### What to do
Since only part of the material below is wanted, output exactly the lines from the one with "hey real quick — spot the pink" up to and including the one with "hey real quick — spot the open".

### Information provided
════
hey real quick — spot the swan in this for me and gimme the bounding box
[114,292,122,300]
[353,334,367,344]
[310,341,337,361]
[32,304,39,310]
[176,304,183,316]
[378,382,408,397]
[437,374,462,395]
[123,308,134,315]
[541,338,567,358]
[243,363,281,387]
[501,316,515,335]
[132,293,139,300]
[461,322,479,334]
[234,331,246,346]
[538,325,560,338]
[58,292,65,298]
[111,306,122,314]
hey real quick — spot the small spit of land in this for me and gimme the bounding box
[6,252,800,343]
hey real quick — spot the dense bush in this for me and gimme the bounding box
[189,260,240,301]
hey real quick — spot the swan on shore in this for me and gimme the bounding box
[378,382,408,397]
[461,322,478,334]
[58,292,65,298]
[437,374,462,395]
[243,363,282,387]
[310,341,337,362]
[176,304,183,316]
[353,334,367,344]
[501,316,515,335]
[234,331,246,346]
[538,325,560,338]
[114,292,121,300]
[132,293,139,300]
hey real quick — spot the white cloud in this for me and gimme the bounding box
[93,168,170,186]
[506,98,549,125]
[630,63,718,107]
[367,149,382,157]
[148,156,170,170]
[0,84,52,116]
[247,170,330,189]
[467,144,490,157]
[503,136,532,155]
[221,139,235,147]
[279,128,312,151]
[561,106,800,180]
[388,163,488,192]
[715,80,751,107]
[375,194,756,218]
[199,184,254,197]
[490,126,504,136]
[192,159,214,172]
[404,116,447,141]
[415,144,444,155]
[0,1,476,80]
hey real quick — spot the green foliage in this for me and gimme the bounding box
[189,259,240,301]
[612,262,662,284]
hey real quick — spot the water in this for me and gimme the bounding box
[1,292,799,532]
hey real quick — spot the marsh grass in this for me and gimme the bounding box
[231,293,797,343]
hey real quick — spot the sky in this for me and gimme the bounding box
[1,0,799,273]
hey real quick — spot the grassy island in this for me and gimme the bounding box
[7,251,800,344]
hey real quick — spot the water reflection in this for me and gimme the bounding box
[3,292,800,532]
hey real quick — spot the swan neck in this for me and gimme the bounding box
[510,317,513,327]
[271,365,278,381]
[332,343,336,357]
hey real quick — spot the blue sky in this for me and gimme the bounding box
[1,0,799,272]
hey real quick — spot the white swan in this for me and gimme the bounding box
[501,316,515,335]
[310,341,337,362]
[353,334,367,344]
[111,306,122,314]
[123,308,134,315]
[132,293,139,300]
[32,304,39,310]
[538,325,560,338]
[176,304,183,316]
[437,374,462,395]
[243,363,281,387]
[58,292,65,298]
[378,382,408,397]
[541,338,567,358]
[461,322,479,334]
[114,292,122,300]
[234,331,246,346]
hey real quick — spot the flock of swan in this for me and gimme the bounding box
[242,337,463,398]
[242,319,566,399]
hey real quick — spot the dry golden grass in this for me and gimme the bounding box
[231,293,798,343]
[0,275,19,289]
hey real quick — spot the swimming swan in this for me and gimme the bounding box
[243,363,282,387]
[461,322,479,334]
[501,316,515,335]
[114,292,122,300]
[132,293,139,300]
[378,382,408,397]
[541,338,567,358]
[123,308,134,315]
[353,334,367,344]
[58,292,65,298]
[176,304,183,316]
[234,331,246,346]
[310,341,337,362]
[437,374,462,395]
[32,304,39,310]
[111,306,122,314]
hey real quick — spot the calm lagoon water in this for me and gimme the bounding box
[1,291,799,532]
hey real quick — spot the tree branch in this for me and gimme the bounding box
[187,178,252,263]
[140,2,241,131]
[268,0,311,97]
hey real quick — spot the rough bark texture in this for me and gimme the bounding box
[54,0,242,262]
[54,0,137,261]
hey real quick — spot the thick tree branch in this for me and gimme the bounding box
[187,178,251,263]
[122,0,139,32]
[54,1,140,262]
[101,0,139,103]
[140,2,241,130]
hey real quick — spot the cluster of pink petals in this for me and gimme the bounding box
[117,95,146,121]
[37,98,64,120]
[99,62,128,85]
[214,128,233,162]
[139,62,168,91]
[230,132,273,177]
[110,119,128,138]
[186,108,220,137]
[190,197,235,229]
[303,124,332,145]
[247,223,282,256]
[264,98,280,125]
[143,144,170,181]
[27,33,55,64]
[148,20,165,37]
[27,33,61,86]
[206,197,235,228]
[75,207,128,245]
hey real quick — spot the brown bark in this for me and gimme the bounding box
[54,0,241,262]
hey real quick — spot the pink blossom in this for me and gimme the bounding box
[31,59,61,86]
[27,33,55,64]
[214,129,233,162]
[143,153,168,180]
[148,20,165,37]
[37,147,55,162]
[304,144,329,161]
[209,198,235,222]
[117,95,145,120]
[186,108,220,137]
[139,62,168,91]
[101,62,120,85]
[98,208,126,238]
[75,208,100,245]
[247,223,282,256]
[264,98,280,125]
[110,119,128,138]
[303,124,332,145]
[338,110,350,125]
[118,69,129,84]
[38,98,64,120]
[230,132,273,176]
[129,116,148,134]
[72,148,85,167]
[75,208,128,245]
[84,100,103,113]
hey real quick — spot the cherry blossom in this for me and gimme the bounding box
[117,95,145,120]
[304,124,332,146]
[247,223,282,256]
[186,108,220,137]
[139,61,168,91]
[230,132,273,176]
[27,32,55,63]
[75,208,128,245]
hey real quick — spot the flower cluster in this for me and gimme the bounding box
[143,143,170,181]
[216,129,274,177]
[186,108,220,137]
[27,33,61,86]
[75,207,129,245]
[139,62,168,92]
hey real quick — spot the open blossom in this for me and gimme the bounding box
════
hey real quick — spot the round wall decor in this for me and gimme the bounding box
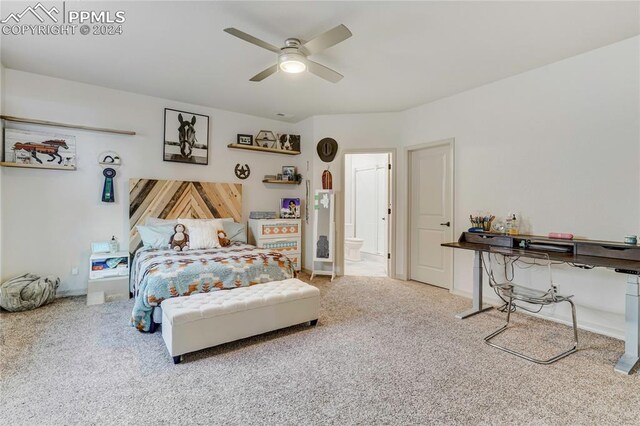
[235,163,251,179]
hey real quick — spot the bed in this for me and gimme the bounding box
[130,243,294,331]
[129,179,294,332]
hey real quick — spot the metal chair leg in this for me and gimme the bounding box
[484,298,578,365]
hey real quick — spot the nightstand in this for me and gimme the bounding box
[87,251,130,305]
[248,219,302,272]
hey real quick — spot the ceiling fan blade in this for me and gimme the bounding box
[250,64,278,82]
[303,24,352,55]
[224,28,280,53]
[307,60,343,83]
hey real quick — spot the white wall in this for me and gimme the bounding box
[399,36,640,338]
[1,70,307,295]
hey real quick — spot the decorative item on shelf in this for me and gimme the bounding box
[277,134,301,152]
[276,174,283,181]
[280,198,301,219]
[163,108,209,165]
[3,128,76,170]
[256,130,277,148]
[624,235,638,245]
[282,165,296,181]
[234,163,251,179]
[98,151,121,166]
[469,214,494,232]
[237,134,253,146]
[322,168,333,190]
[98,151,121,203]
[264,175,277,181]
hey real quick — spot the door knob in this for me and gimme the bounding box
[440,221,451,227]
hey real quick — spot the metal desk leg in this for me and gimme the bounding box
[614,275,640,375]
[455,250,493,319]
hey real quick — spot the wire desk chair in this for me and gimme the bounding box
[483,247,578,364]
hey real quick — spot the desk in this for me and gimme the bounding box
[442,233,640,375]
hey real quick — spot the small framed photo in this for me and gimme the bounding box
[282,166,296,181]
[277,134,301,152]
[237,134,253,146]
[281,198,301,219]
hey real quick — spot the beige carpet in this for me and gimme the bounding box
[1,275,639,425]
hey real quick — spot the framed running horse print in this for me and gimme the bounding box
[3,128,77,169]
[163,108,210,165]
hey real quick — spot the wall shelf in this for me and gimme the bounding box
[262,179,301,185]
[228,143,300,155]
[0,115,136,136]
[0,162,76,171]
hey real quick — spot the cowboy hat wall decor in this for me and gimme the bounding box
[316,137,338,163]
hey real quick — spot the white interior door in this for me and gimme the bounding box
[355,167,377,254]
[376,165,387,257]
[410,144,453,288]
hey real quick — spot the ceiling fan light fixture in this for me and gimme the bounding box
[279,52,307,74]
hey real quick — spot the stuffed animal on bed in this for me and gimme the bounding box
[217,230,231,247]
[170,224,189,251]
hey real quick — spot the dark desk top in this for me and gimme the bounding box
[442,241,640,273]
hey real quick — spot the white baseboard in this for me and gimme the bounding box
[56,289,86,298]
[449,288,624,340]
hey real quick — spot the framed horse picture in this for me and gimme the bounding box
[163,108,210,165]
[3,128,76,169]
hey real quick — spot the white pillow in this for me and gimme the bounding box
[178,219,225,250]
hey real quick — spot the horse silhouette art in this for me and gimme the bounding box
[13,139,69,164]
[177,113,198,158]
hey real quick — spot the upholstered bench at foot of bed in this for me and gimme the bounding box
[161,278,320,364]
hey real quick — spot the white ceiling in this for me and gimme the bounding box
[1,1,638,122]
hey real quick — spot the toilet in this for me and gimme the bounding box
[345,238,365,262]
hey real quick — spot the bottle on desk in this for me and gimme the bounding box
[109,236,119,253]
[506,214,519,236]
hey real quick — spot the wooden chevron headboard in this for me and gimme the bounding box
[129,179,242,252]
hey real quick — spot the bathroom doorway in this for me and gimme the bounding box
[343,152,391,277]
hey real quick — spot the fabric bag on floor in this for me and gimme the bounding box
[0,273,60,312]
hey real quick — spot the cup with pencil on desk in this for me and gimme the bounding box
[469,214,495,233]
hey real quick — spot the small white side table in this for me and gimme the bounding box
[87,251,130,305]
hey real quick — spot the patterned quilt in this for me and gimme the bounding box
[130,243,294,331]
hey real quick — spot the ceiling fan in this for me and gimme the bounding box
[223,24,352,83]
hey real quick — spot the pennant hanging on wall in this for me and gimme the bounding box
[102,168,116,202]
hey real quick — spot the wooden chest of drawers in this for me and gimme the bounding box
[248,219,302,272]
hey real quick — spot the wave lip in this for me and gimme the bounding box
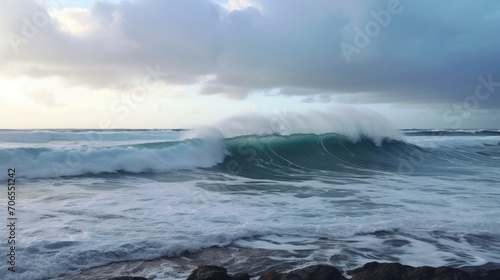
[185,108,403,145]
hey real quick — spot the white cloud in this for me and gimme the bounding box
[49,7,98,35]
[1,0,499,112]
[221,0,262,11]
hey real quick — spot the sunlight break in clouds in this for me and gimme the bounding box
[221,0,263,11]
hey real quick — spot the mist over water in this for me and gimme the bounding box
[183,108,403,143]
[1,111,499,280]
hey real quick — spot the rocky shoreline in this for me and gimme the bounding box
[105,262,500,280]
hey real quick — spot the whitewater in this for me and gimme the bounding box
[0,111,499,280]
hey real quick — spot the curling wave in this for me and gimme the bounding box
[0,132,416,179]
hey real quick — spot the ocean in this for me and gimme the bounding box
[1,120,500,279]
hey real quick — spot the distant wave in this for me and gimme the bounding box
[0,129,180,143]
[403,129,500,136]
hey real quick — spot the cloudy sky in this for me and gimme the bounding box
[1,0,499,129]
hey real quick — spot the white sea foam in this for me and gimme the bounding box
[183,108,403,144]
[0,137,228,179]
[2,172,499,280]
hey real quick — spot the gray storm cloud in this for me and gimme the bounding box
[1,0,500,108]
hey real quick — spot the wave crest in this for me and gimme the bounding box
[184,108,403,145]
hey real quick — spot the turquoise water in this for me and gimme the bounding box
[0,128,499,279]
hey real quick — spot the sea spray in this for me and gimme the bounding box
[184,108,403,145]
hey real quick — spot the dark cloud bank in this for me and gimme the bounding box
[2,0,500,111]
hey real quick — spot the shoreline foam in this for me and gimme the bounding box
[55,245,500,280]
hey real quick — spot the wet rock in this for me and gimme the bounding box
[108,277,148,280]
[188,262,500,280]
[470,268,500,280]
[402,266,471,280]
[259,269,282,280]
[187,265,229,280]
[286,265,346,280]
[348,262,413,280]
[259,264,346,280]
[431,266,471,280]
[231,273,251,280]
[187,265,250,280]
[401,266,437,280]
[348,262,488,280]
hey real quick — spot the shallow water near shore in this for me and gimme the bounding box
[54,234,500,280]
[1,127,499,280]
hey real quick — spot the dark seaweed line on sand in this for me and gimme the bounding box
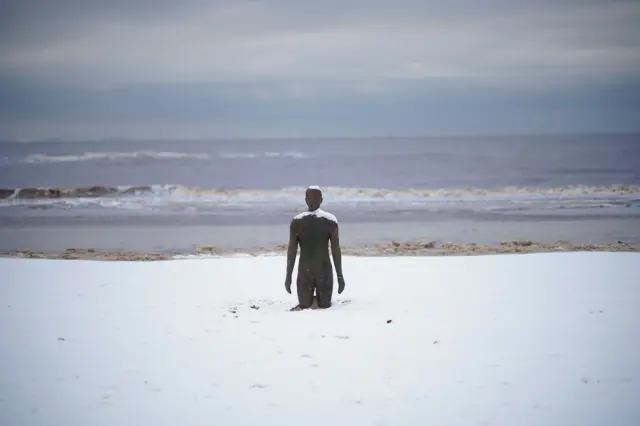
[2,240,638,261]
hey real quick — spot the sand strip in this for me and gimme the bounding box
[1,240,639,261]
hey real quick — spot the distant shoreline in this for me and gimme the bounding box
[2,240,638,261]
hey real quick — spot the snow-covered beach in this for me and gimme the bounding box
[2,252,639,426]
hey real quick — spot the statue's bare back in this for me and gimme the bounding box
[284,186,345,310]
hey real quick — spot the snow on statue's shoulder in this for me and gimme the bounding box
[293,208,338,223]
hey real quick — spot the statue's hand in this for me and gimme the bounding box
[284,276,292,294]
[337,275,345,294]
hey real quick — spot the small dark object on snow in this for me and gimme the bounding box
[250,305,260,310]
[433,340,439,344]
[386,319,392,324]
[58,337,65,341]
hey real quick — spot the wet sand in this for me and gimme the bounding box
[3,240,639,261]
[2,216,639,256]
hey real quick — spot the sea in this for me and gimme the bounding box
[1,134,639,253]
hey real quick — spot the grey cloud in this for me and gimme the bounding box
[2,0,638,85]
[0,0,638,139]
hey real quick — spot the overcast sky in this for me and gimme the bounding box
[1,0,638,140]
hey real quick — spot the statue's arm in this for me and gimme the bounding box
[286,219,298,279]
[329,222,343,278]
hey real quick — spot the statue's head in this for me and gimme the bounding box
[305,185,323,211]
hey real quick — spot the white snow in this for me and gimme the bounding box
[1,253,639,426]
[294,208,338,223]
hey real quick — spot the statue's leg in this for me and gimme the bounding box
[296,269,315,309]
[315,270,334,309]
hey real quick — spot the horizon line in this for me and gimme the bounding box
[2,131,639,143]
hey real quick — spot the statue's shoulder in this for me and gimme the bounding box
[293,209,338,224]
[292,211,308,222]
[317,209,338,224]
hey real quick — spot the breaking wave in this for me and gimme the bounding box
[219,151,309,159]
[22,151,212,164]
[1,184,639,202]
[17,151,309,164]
════
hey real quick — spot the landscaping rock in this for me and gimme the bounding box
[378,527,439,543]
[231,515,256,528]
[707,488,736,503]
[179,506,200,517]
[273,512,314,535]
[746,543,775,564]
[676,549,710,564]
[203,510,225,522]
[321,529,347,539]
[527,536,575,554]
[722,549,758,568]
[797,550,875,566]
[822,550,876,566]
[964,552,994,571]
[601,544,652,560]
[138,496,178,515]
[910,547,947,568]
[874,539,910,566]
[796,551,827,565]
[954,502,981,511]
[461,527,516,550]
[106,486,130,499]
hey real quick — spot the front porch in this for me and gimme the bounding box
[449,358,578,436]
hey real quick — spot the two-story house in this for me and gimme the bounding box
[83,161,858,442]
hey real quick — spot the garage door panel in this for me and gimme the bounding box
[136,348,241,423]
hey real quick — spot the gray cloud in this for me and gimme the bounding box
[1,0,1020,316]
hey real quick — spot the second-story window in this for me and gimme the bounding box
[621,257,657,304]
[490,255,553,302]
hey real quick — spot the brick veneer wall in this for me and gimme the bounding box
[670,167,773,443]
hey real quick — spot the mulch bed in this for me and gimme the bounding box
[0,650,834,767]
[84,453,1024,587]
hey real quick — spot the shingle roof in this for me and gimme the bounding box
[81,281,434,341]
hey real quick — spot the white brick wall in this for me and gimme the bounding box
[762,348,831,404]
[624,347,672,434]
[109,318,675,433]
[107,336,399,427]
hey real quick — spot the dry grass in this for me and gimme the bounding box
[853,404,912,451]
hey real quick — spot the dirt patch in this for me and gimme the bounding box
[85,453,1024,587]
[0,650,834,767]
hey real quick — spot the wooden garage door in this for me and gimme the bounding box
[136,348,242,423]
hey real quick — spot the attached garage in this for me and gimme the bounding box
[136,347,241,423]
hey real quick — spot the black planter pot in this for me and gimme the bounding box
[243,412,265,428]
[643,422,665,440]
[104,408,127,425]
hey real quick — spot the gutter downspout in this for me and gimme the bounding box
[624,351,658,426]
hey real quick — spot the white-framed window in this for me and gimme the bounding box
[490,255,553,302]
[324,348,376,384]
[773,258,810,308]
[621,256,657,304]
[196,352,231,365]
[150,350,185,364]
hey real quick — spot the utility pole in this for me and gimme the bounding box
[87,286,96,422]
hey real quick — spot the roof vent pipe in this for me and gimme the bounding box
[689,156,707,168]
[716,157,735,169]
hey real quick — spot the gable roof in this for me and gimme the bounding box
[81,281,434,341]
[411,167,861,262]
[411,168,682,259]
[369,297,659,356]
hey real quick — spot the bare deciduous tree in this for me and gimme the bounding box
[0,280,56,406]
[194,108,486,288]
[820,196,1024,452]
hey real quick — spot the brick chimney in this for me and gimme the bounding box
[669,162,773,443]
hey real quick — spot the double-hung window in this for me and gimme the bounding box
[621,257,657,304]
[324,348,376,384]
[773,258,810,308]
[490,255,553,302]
════
### Answer space
hey real quick — spot the pink blossom in this for me and gimme the bounding box
[31,59,61,86]
[27,33,55,64]
[214,129,233,162]
[143,153,168,180]
[148,20,165,37]
[37,147,55,162]
[304,144,329,161]
[209,198,235,222]
[117,95,145,120]
[186,108,220,137]
[139,62,168,91]
[101,62,120,85]
[98,208,126,238]
[75,208,100,245]
[247,223,282,256]
[264,98,280,125]
[110,119,128,138]
[303,124,332,145]
[338,110,350,125]
[118,69,129,84]
[38,98,64,120]
[230,132,273,176]
[129,116,148,134]
[72,148,85,167]
[75,208,128,245]
[84,100,103,113]
hey real quick — spot the cherry blossom in this for me and gimme the bounding box
[117,95,145,120]
[304,124,332,146]
[247,223,282,256]
[186,108,220,137]
[139,61,168,91]
[230,132,273,176]
[27,32,55,63]
[75,208,128,245]
hey real quick — spot the flower cluster in this for me and gimme the bounding box
[143,143,170,181]
[216,129,274,177]
[186,108,220,137]
[27,33,61,86]
[75,207,129,245]
[139,62,168,92]
hey real quick — spot the open blossom in this for me and gimme the bounding box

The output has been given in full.